**RECORDS SHOWN:**
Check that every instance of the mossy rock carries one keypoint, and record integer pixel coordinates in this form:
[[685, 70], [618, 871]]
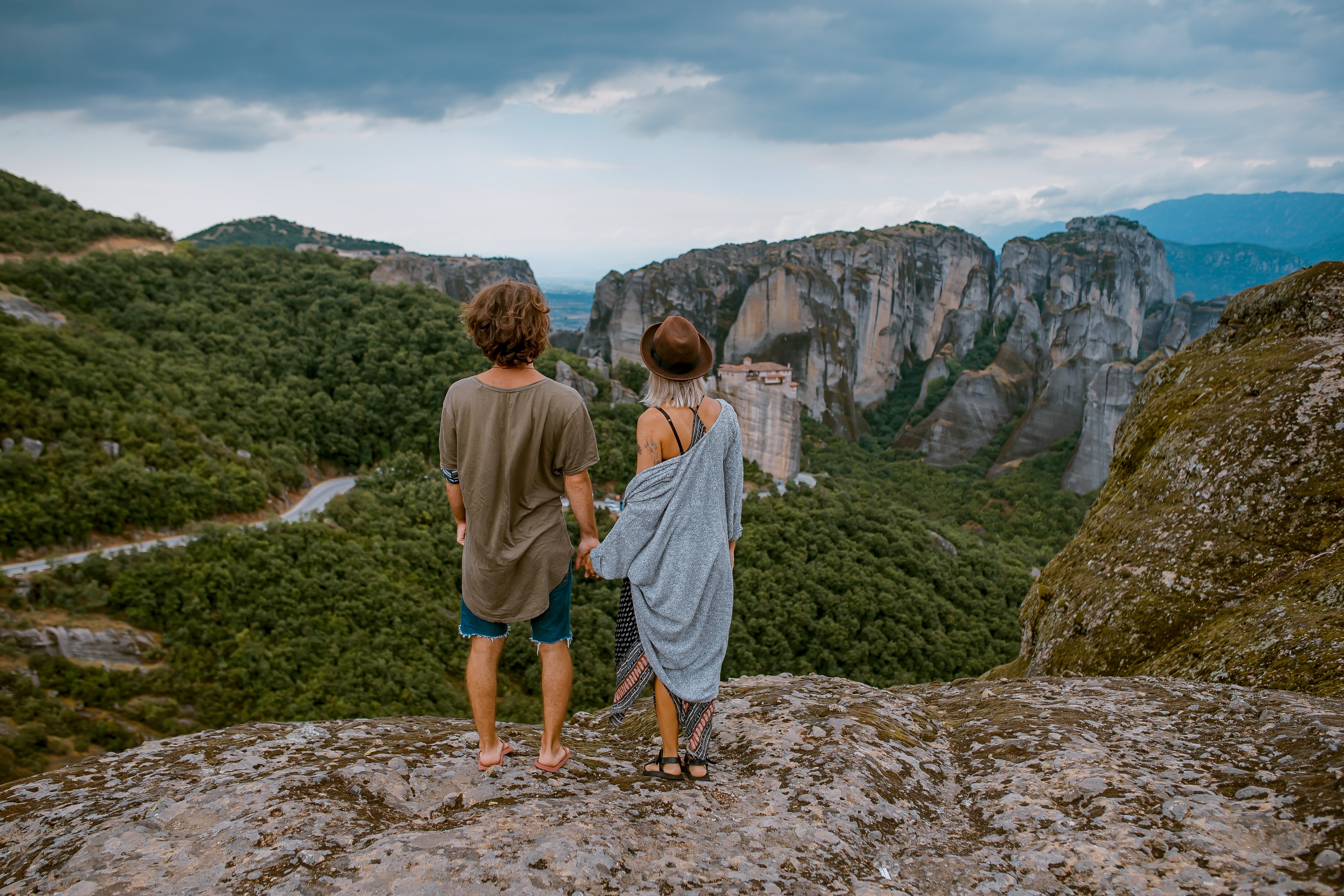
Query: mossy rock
[[1214, 550]]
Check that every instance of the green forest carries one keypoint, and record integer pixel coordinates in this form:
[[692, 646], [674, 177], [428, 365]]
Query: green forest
[[283, 234], [34, 220], [225, 374]]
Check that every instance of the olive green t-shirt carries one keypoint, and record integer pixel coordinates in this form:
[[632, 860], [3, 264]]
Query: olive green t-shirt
[[513, 449]]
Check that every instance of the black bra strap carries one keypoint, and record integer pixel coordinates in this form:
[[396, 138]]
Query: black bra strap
[[681, 450]]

**PROBLEM:** Copy every one of the records above word for word, leaving out the pictures.

**RESULT BELOW:**
Check that every instance of the mossy rock carries one keypoint, and record integer pixel coordinates in this form:
[[685, 70], [618, 871]]
Query: mossy rock
[[1214, 550]]
Check that every instance of the green forest carries one keypoint, and record integer pixel coordinates in this form:
[[692, 646], [674, 177], [428, 365]]
Query: green forest
[[283, 234], [34, 220], [225, 374]]
Check that every instance of the olive green t-shirt carries one keypoint, and record integer pixel coordinates in this form:
[[632, 860], [3, 264]]
Query: olive green t-shirt
[[513, 449]]
Check that every instance of the black bra strap carries one keypoint, and record integer pixel coordinates in this form:
[[396, 138]]
Query: black bra strap
[[681, 450]]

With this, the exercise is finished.